# start of Material shown
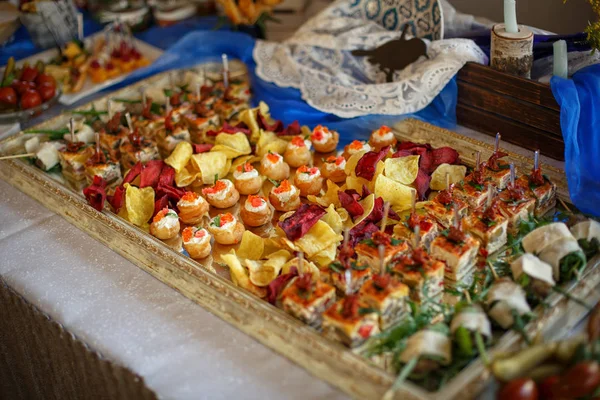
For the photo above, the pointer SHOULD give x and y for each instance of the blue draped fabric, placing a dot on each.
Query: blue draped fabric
(579, 100)
(286, 104)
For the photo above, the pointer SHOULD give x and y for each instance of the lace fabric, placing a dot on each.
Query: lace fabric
(317, 60)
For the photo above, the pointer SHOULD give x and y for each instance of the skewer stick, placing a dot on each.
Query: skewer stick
(386, 211)
(381, 251)
(225, 70)
(17, 156)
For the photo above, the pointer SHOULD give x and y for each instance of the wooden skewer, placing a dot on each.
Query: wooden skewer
(17, 156)
(386, 211)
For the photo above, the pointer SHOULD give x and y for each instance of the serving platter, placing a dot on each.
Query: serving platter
(271, 326)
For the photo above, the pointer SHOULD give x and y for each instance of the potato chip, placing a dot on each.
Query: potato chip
(239, 275)
(402, 169)
(232, 145)
(330, 196)
(438, 179)
(397, 194)
(268, 141)
(180, 156)
(211, 164)
(251, 247)
(139, 204)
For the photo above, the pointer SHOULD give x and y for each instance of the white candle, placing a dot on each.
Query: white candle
(510, 16)
(561, 59)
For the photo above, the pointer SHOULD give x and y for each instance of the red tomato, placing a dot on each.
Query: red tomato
(29, 74)
(47, 91)
(8, 96)
(519, 389)
(579, 381)
(45, 78)
(30, 99)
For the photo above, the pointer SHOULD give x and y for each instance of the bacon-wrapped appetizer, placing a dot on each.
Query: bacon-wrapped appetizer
(256, 211)
(354, 148)
(165, 224)
(246, 179)
(307, 299)
(334, 169)
(192, 208)
(73, 158)
(99, 164)
(421, 273)
(222, 194)
(273, 167)
(135, 148)
(285, 197)
(196, 241)
(382, 137)
(458, 250)
(368, 250)
(308, 180)
(226, 229)
(388, 296)
(298, 152)
(324, 140)
(344, 322)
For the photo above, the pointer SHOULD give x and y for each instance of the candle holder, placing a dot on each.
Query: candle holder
(512, 52)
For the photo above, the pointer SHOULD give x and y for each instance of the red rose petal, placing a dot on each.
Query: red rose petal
(296, 225)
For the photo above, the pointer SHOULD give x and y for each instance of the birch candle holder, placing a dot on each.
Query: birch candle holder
(512, 52)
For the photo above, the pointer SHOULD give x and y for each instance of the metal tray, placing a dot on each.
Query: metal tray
(269, 325)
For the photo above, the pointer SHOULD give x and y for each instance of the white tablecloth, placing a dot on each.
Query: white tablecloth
(181, 350)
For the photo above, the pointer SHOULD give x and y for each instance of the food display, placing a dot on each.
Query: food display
(395, 249)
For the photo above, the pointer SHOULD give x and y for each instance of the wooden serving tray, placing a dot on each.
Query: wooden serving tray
(523, 110)
(269, 325)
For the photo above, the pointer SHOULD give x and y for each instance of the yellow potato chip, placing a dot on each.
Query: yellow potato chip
(232, 145)
(251, 247)
(402, 169)
(268, 141)
(180, 156)
(239, 275)
(438, 179)
(211, 164)
(397, 194)
(139, 204)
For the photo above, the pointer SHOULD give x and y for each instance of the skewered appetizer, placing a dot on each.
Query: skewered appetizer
(381, 138)
(192, 208)
(308, 180)
(324, 140)
(388, 297)
(196, 241)
(285, 197)
(334, 169)
(355, 147)
(73, 158)
(343, 322)
(368, 250)
(226, 229)
(222, 194)
(256, 211)
(421, 273)
(273, 167)
(298, 152)
(307, 299)
(246, 179)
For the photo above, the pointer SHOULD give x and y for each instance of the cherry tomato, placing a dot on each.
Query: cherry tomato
(30, 99)
(45, 78)
(579, 381)
(547, 387)
(8, 96)
(29, 74)
(47, 91)
(519, 389)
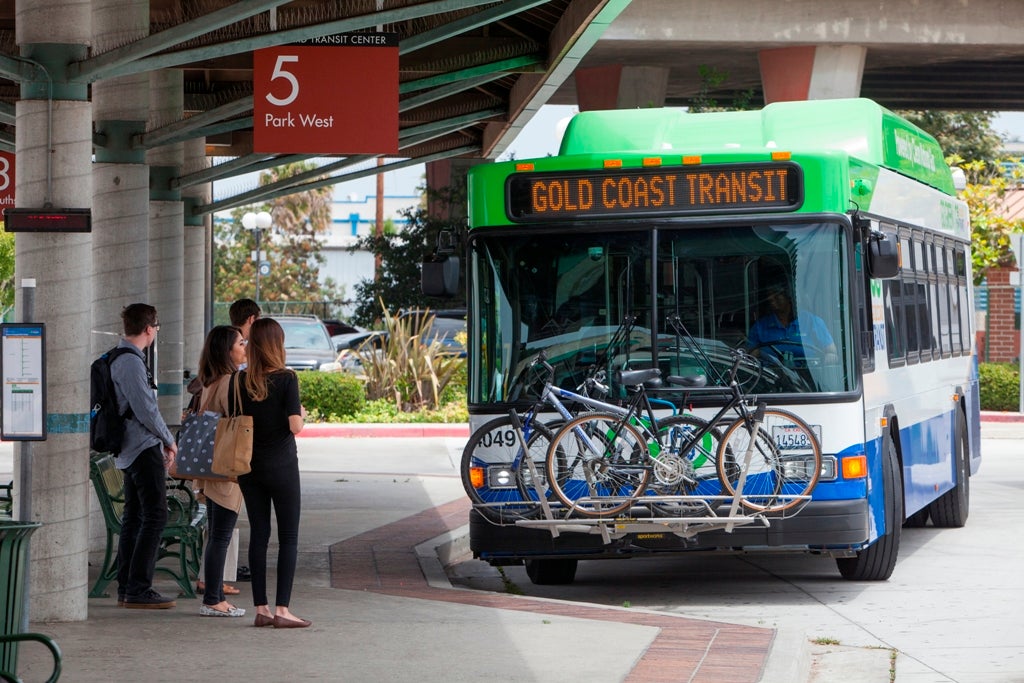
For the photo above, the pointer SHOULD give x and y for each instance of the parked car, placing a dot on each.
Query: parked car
(307, 344)
(335, 328)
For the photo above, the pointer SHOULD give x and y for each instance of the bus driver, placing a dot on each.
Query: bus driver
(788, 338)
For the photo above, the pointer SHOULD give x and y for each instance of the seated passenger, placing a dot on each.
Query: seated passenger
(786, 338)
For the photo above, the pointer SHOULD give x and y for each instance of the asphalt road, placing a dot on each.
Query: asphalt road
(949, 612)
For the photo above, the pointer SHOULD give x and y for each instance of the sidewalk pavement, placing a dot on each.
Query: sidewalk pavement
(381, 517)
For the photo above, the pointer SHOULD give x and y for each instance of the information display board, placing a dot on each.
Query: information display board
(333, 94)
(23, 366)
(662, 190)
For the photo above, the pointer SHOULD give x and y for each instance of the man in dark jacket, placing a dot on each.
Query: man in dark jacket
(146, 451)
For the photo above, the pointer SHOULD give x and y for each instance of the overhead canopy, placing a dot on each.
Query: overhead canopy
(471, 73)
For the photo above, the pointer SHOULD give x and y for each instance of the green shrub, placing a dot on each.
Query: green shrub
(331, 395)
(999, 386)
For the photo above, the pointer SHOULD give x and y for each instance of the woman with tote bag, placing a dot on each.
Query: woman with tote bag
(223, 351)
(270, 394)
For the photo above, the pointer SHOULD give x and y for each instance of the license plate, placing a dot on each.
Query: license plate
(792, 437)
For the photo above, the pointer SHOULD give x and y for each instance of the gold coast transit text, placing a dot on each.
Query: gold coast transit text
(667, 190)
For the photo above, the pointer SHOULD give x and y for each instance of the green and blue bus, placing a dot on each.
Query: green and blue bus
(842, 207)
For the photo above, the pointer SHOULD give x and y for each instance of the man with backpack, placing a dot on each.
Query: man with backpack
(146, 449)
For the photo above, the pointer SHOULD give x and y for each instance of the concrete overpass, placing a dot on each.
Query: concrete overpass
(117, 105)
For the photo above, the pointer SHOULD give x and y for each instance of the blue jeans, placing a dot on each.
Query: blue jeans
(220, 525)
(142, 521)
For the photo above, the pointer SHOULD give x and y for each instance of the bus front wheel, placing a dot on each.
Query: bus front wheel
(878, 560)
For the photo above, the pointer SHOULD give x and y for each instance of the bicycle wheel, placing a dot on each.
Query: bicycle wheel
(682, 466)
(491, 461)
(785, 461)
(597, 465)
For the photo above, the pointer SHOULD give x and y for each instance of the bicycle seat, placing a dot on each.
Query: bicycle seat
(632, 378)
(691, 381)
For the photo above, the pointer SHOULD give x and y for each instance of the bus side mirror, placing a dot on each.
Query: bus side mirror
(439, 276)
(883, 255)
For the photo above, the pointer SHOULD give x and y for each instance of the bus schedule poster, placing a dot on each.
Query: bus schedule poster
(24, 369)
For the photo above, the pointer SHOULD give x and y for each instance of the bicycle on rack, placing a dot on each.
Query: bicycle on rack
(506, 484)
(493, 462)
(601, 464)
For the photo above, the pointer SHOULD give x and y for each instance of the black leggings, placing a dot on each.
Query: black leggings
(220, 526)
(280, 487)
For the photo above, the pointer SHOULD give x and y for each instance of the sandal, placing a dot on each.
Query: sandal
(228, 590)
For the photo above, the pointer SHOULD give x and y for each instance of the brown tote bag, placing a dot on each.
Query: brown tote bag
(232, 446)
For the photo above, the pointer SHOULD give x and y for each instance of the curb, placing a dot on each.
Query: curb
(992, 416)
(461, 430)
(393, 430)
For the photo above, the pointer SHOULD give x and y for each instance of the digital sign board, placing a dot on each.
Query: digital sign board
(47, 220)
(660, 190)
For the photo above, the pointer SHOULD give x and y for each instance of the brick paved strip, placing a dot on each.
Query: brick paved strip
(383, 560)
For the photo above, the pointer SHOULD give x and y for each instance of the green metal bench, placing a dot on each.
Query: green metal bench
(13, 569)
(181, 540)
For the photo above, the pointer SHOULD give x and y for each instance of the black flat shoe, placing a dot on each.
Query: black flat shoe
(263, 620)
(283, 623)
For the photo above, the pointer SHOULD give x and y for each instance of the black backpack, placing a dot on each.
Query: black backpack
(107, 425)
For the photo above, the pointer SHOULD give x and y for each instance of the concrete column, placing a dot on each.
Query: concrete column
(121, 178)
(198, 257)
(811, 72)
(53, 142)
(619, 87)
(167, 244)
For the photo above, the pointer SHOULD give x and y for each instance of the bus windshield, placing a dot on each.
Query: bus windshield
(692, 293)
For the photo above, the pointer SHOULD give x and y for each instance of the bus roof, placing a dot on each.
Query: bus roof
(858, 127)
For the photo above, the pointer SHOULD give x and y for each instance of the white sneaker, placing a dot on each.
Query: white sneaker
(207, 610)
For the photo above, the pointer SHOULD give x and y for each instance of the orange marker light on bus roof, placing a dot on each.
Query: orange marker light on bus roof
(855, 467)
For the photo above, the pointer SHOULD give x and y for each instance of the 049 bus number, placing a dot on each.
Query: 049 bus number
(791, 437)
(499, 438)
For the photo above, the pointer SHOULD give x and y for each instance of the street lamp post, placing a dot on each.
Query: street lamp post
(257, 222)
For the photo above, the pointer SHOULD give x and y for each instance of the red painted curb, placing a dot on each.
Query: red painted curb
(462, 430)
(361, 430)
(991, 416)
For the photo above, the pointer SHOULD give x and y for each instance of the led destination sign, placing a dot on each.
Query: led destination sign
(662, 190)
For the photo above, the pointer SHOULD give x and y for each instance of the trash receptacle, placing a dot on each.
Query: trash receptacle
(13, 552)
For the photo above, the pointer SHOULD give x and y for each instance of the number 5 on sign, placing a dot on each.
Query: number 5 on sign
(279, 72)
(340, 97)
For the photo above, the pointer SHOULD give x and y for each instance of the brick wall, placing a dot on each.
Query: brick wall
(1004, 338)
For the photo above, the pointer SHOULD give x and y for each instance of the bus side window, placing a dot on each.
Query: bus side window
(895, 326)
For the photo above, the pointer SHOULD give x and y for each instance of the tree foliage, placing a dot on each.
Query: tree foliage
(400, 254)
(970, 142)
(965, 134)
(713, 81)
(292, 246)
(990, 228)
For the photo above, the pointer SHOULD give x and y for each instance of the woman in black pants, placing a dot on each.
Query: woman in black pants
(223, 351)
(270, 394)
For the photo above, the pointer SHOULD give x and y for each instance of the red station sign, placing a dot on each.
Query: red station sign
(334, 94)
# end of Material shown
▶ **Short task**: Output the lines from the line containing "window, placing a dot on each." to the end, both included; add nothing.

▶ **In response**:
For the photo above, the pointer SHOULD give x and y for each instance of the bus side window, placing a dot on each.
Query: bus side window
(895, 326)
For the photo above, the pointer SHOULD give x and y for each instance of the tree foliage, placing a dot on each.
Query: tree foliage
(400, 254)
(970, 142)
(965, 134)
(713, 81)
(292, 246)
(990, 228)
For the photo above, the pointer SHOULD give x and y for each instance of the woman in black pants, placing a dot on each.
Query: woman in black pants
(223, 351)
(270, 394)
For the photo above, the pointer SHOULD give x and y for each instance of the red station sign, placing a dot on each.
Query: red station sign
(334, 94)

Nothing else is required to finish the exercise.